▶ [Your objective]: I need all the entries repeated exactly as written.

Entries taken from a collection
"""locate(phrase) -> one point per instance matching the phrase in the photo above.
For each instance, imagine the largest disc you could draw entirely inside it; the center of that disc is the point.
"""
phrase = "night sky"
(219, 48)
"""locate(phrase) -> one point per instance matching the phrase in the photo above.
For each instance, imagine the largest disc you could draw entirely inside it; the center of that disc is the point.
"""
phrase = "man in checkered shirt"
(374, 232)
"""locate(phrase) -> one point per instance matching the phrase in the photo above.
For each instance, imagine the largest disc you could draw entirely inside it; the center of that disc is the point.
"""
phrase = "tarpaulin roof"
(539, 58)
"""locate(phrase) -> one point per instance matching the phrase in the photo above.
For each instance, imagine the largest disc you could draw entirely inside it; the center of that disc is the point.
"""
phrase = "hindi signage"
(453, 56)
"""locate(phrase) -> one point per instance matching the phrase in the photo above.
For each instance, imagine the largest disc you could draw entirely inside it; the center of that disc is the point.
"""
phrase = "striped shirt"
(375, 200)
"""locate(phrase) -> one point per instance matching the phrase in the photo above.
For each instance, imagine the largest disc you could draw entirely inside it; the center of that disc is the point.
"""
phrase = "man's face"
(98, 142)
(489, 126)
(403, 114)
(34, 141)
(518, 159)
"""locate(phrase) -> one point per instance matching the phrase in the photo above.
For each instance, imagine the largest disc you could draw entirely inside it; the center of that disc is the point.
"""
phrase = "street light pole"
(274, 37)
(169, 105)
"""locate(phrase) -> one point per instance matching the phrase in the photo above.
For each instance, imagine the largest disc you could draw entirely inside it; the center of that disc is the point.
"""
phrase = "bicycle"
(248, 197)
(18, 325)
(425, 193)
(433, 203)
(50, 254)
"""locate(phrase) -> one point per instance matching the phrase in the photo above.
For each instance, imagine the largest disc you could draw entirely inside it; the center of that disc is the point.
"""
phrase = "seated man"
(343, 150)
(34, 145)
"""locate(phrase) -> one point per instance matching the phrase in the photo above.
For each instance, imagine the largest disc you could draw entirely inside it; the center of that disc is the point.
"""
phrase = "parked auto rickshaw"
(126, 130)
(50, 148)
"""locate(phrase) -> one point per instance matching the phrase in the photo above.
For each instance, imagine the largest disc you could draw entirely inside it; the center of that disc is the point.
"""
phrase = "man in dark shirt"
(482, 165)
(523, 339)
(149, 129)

▶ [Answer section]:
"""locate(phrase) -> one point per instance matching the phrase in the photo above.
For each instance, imagine the largest disc you could draw entirely inside it; the center of that disc is the point.
"""
phrase = "night sky"
(219, 48)
"""locate(phrase) -> one point per instance matching the phrase in the photo above.
For each instance, imagine the largest disc you could draw entirely inside it; the center of that disc is the point.
"""
phrase = "man in checkered shirt"
(374, 232)
"""locate(phrase) -> one point per instance matching the phrase in the photo above.
For each instance, imagine the largest disc you could draw entirely inside it; the center of that disc is the point.
"""
phrase = "tarpaulin roof"
(539, 58)
"""locate(phrase) -> one point per instance matching the phrase in the photo above.
For each instance, imagine the largest disc you could draw entirely inside it; the center of that disc is the point.
"""
phrase = "hindi signage"
(453, 56)
"""locate(phrase) -> one point per instance matching the phrase in the photo above.
For each instance, imagine the largest disc you could draw entirely inside it; the center of that disc is the point.
"""
phrase = "striped shirt"
(375, 200)
"""locate(phrase) -> one point per instance matching the phrase in the photo above.
For each instance, imagine the largest disc you could draw entirely inside it; the center of that disc is the point.
"""
phrase = "man's face"
(98, 142)
(489, 126)
(403, 114)
(34, 141)
(518, 159)
"""locate(phrase) -> one point per instance matching the phrase in the photo above.
For each instance, imagine the largest disc you could draw entirely inside it; the center of that disc is the point.
"""
phrase = "street light pole"
(274, 37)
(169, 105)
"""locate(phrase) -> one point per instance matching the phrase in the photo above.
For each instance, imagine the largest disc you could draw entirely inside it; the center of that disc is the point.
"""
phrase = "bicycle"
(248, 197)
(18, 325)
(425, 193)
(433, 203)
(50, 254)
"""locate(phrase) -> one point per instance matching the phrase in the photo above.
For each instance, imagine the largest disc you could draw entirely inside it; the center of that disc is the point.
"""
phrase = "seated man"
(343, 150)
(34, 145)
"""locate(phrase) -> one point per instance matching the phrase in the photo above.
For each instance, imagine the largest disc you could draw entirely inside it; the center of that disc is the point.
"""
phrase = "parked auto rickshaw"
(126, 130)
(50, 148)
"""locate(phrase) -> one point per instance matching the phrase in the photo above.
For each instance, imagine the largest disc you could draw entirely inside it; the center of that disc is the point.
"""
phrase = "man in dark shirt"
(482, 165)
(523, 339)
(149, 129)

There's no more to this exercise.